Chaos Magic & Postmodern Occultism

Chaos Magic & Postmodern Occultism

BY NICOLE

Nothing is True, Everything is Permitted

Chaos magic (1970s-present) is the punk rock of occultism—irreverent, DIY, and radically pragmatic. It stripped away the Golden Dawn's elaborate hierarchies, rejected tradition, and asked one question: Does it work?

If it works, it's valid. If it doesn't, discard it. No dogma, no lineage, no robes required.

Chaos magic is postmodern occultism—deconstructing magical systems, treating belief as a tool, and using whatever produces results (including pop culture, technology, and irony).

The Origins: England, 1970s

The Founders:

  • Peter Carroll: Wrote Liber Null & Psychonaut (1987), the chaos magic bible
  • Ray Sherwin: Co-founded the Illuminates of Thanateros (IOT), the first chaos magic order
  • Phil Hine: Wrote Condensed Chaos (1995), making chaos magic accessible

The context:

  • Punk rock's DIY ethos
  • Postmodern philosophy (Derrida, Foucault)
  • Rejection of the Golden Dawn's pomposity
  • Influence of Austin Osman Spare (1886-1956), who pioneered sigil magic

Core Principles

1. "Nothing is true, everything is permitted"

  • Borrowed from Hassan-i Sabbah (via William S. Burroughs)
  • No absolute truth—all belief systems are provisional
  • You can use any system that works
  • Freedom from dogma

2. Belief as a Tool

  • Beliefs are not truths but tools
  • Adopt a belief system, use it, then discard it
  • "Paradigm shifting"—moving between systems fluidly
  • Example: Practice Thelema on Monday, Wicca on Tuesday, atheism on Wednesday

3. Results Over Theory

  • Magic is judged by results, not tradition or aesthetics
  • If a technique works, use it—regardless of source
  • Experimentation over orthodoxy

4. Gnosis (Altered States)

  • Magic works through altered consciousness
  • Any method that produces gnosis is valid: meditation, sex, pain, exhaustion, laughter, drugs, video games
  • No "right" way—find what works for you

Sigil Magic: The Core Technique

Sigils are the most famous chaos magic technique, developed by Austin Osman Spare:

The method:

  1. State your intent: "I will get the job" (present tense, positive)
  2. Remove duplicate letters: IWLGETHJOB
  3. Create a symbol: Combine the letters into an abstract design
  4. Charge the sigil: Enter gnosis (orgasm, meditation, etc.), focus on the sigil
  5. Forget it: Destroy or hide the sigil, forget the intent consciously
  6. Let it work: The unconscious manifests the intent

Why it works (chaos magic theory):

  • The sigil bypasses the conscious mind's doubt
  • The unconscious is the real magician
  • Forgetting prevents interference

Servitors: DIY Spirits

Servitors are thought-form entities created for specific tasks:

The process:

  1. Define the servitor's purpose (e.g., "find parking spaces")

| GIVEN RECORDS |

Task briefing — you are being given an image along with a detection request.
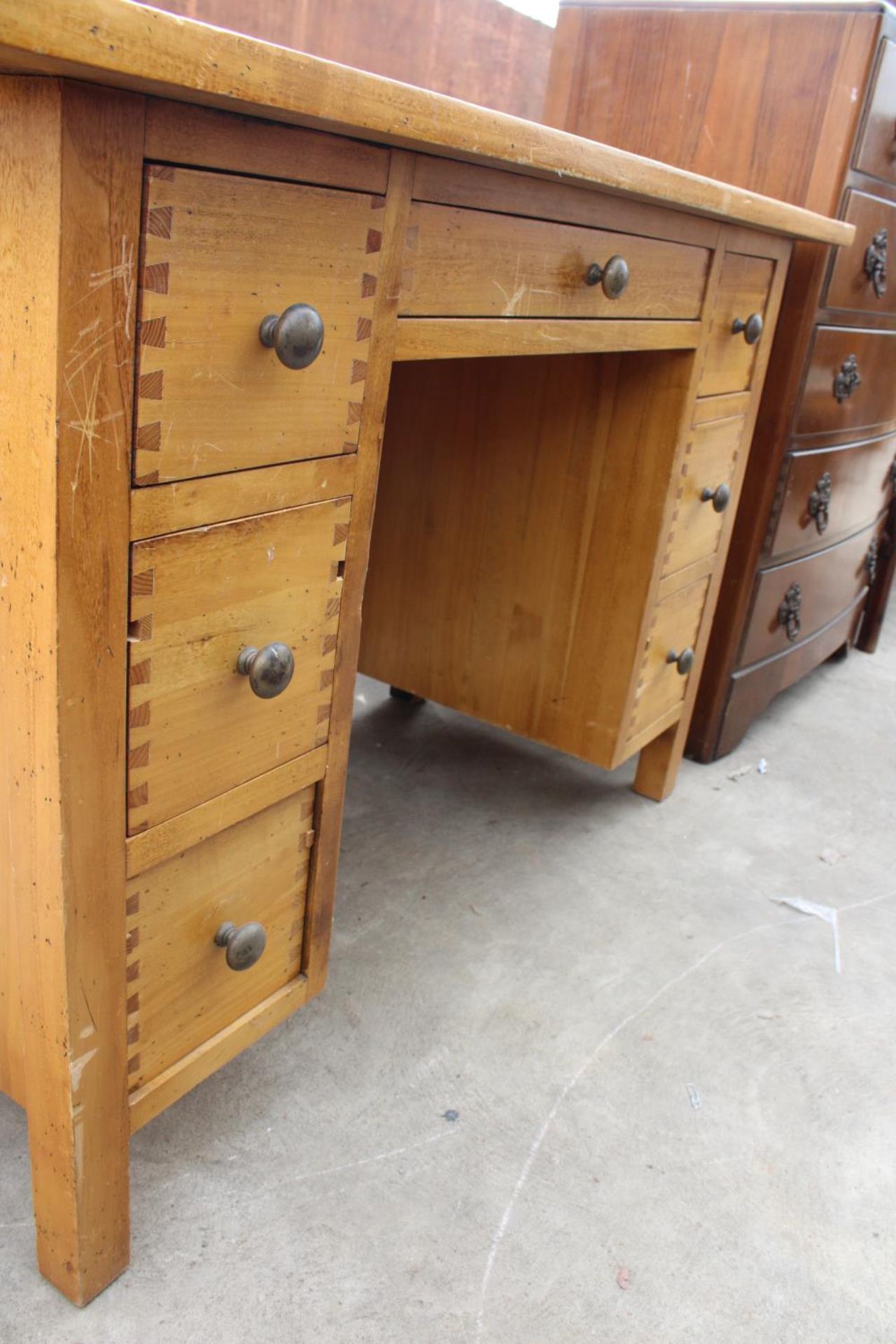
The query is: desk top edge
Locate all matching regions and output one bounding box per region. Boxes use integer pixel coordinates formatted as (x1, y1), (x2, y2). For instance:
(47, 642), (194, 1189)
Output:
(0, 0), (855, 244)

--

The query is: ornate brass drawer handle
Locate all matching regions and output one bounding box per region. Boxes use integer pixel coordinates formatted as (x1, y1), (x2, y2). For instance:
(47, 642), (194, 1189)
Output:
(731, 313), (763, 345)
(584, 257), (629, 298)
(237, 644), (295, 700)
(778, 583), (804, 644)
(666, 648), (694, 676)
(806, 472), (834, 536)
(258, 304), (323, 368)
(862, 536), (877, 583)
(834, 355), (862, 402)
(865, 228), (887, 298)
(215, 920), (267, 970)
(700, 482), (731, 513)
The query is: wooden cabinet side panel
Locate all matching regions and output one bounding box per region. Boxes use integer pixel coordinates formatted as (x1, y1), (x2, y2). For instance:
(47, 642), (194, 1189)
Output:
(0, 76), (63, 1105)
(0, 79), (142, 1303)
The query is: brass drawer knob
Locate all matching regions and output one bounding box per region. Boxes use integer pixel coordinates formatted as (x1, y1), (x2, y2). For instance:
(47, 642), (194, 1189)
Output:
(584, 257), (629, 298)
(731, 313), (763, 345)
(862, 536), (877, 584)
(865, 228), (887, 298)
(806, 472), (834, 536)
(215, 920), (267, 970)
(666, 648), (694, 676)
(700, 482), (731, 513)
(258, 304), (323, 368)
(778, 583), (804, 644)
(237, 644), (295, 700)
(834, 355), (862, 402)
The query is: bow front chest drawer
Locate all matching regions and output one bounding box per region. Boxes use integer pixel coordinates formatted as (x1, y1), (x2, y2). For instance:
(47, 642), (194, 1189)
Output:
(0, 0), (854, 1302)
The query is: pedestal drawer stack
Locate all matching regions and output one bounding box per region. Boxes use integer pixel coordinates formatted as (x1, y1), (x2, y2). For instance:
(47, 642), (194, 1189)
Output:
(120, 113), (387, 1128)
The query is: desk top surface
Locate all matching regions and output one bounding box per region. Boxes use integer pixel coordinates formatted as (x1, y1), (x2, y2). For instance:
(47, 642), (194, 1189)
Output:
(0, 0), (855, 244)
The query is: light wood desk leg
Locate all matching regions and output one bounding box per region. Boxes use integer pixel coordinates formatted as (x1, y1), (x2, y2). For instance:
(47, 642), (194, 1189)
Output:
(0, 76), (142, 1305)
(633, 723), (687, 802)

* * *

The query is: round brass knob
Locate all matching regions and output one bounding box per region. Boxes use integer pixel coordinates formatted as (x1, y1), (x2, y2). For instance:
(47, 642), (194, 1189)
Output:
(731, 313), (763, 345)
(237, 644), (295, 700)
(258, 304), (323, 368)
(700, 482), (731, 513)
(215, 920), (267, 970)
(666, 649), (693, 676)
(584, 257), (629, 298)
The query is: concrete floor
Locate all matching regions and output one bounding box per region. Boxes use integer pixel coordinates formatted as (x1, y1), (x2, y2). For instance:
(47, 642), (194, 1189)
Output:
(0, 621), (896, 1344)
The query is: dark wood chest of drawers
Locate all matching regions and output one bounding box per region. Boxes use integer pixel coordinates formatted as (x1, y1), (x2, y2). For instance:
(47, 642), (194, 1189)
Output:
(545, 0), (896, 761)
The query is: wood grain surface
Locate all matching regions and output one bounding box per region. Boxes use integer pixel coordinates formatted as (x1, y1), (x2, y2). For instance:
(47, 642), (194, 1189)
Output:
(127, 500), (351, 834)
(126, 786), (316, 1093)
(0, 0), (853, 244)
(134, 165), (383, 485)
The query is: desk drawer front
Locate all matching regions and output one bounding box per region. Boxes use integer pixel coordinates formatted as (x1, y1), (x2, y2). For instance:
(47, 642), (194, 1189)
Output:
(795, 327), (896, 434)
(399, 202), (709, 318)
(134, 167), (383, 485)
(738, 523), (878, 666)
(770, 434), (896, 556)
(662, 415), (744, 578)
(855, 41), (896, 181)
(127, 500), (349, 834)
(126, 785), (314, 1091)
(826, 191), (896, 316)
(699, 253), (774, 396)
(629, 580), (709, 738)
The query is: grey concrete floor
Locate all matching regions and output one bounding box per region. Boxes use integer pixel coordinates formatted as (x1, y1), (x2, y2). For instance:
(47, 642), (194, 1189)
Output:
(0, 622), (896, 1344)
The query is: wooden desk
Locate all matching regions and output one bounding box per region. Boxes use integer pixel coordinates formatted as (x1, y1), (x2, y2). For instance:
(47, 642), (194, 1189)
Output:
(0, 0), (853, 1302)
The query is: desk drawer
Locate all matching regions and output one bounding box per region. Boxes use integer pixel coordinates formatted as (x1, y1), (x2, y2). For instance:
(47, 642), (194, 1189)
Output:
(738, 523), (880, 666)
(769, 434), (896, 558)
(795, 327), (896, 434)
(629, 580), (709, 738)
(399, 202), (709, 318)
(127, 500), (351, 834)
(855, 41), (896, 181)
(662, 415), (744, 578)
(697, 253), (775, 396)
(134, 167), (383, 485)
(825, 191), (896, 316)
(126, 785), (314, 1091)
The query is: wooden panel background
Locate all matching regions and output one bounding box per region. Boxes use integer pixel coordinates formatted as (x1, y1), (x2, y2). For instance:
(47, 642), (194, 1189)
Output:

| REQUIRED ACTIONS |
1. Who developed sigils, according to the chaos magic text?
2. Copy the chaos magic text word for word from "Chaos magic (1970s-present)" to "Does it work?".
The data stands apart from the chaos magic text.

| ANSWERS TO EACH TASK |
1. Austin Osman Spare.

2.
Chaos magic (1970s-present) is the punk rock of occultism—irreverent, DIY, and radically pragmatic. It stripped away the Golden Dawn's elaborate hierarchies, rejected tradition, and asked one question: Does it work?